**Exercise goal**
Print every one of the lines below word for word, leaving out the pictures.

**Information shown**
——————
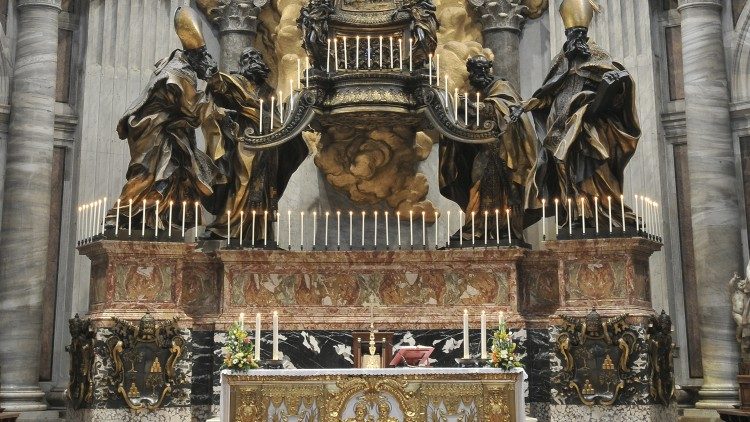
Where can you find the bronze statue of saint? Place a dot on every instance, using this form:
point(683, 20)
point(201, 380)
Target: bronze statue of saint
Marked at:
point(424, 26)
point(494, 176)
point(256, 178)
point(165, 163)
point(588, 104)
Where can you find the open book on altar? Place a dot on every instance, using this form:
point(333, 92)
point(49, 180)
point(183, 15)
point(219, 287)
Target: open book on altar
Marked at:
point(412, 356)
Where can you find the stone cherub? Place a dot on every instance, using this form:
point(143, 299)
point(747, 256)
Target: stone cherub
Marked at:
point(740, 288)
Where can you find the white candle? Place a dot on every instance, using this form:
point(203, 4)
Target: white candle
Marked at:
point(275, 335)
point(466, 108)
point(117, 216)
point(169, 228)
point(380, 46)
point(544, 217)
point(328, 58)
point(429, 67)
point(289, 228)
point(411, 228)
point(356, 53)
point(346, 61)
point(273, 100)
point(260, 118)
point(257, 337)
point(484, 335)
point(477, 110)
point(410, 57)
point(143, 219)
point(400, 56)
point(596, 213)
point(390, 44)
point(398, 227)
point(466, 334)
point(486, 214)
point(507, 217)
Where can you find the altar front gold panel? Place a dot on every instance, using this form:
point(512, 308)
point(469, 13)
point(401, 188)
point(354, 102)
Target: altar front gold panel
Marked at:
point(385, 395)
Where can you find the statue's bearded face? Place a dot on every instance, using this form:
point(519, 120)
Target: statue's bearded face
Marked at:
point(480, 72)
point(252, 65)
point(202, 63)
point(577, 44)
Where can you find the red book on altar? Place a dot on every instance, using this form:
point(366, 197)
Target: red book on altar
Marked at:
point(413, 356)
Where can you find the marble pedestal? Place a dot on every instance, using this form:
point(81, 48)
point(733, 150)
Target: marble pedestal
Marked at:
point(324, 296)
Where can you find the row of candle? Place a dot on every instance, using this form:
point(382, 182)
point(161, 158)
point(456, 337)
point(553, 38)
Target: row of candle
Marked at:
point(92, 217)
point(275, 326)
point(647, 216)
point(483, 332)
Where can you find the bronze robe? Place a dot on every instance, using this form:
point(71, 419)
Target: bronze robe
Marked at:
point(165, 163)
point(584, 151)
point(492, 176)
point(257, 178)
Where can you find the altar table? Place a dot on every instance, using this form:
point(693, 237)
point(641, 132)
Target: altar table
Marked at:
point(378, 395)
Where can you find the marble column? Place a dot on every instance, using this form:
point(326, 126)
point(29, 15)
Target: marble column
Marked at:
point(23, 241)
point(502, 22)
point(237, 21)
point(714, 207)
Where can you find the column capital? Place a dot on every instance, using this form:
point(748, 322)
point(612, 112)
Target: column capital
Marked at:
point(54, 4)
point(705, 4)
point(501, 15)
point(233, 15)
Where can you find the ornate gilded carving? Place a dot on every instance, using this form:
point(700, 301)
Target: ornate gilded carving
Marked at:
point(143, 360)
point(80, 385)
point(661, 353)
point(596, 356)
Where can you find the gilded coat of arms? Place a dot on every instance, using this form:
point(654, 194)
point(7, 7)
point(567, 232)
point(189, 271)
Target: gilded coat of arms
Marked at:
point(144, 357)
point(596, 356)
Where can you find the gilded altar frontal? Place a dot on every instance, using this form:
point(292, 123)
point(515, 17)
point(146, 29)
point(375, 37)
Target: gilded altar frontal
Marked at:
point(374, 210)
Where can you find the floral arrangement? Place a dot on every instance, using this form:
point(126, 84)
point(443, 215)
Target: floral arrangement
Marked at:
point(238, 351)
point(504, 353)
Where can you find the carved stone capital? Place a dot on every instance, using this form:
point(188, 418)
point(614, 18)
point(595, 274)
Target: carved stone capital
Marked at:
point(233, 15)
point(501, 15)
——————
**Solution**
Where can you find the bronze statue of saint? Place a dot on every instance, using this form:
point(683, 20)
point(201, 380)
Target: bronze statue of saint
Marked at:
point(424, 26)
point(494, 176)
point(256, 178)
point(165, 163)
point(588, 104)
Where can you find the open book on altar? Place a dot on every instance, using this form:
point(333, 92)
point(49, 180)
point(183, 15)
point(219, 287)
Target: open book on altar
Marked at:
point(412, 356)
Where can you find the stone cherub? Place a dot on every instance, using this form:
point(143, 299)
point(747, 256)
Target: stone cherub
Marked at:
point(740, 288)
Where can you find the white candle? Place a dot on every instance, using this form:
point(203, 4)
Target: white candle
Marked at:
point(275, 335)
point(466, 108)
point(117, 216)
point(169, 228)
point(380, 46)
point(544, 217)
point(328, 58)
point(429, 67)
point(289, 228)
point(411, 228)
point(356, 53)
point(346, 61)
point(273, 100)
point(260, 118)
point(257, 337)
point(484, 335)
point(477, 110)
point(410, 57)
point(143, 219)
point(400, 56)
point(596, 213)
point(390, 44)
point(398, 227)
point(466, 334)
point(486, 214)
point(507, 217)
Where can you find the altar front gold panel? Place a dot on every instance, using this form:
point(512, 308)
point(469, 13)
point(401, 188)
point(354, 102)
Target: altar front gold panel
Marked at:
point(385, 395)
Where can you find the statue's bearded face? Place a dot on every instance, using this form:
point(519, 120)
Target: statue's bearded face
Marked at:
point(480, 72)
point(252, 65)
point(202, 63)
point(577, 44)
Where can you find the red book on altar? Place a dot on every instance, using this form:
point(366, 197)
Target: red book on altar
Marked at:
point(413, 356)
Where can you find the marble pedestal? Place a dot on every instance, using this form:
point(81, 48)
point(733, 150)
Target: marble pedestal
Marked at:
point(324, 296)
Where can you find the row of candle? Place a dot on every instance, using this form:
point(382, 182)
point(161, 158)
point(456, 337)
point(553, 38)
Target: row of candle
Marked at:
point(92, 217)
point(275, 326)
point(647, 216)
point(483, 332)
Where can you find the bronze robe? Place a dot on every instance, using this form:
point(71, 419)
Target: bronze robe
Marked at:
point(165, 163)
point(584, 151)
point(492, 176)
point(257, 178)
Where can you find the altar table? Place a dot on every instance, using this form:
point(693, 237)
point(641, 132)
Target: altar table
Marked at:
point(378, 395)
Where can you find the marble column? Place a dot on every instance, using this form:
point(326, 126)
point(29, 15)
Target: marble column
Marked at:
point(23, 241)
point(502, 22)
point(237, 21)
point(714, 207)
Where can you find the column capital? Place a dot on every instance, using this form:
point(748, 322)
point(612, 112)
Target: column capital
Marked at:
point(54, 4)
point(705, 4)
point(501, 15)
point(233, 15)
Where can you find the ornate gilded carving? Place a dot on every instance, using this form:
point(700, 301)
Target: ornate gilded carving
Marked at:
point(143, 360)
point(80, 385)
point(661, 353)
point(596, 356)
Where can you find the gilded coat of arms? Place a dot on every instance, using this form:
point(654, 194)
point(7, 7)
point(567, 232)
point(189, 271)
Target: gilded coat of arms
Marked at:
point(144, 357)
point(596, 356)
Where can you find the gilded altar frontal? Place a dot on every instance, using this form:
point(292, 123)
point(515, 17)
point(146, 29)
point(375, 37)
Target: gilded altar frontal
Marked at:
point(374, 210)
Where can you find the floral arrangement? Place a dot on every instance, using this form:
point(126, 84)
point(443, 215)
Target: floral arrangement
Marked at:
point(238, 351)
point(504, 353)
Where can you find the carved stone capital? Place a dot on every instance, using this form:
point(188, 418)
point(614, 18)
point(595, 274)
Target: carved stone capital
Marked at:
point(233, 15)
point(501, 15)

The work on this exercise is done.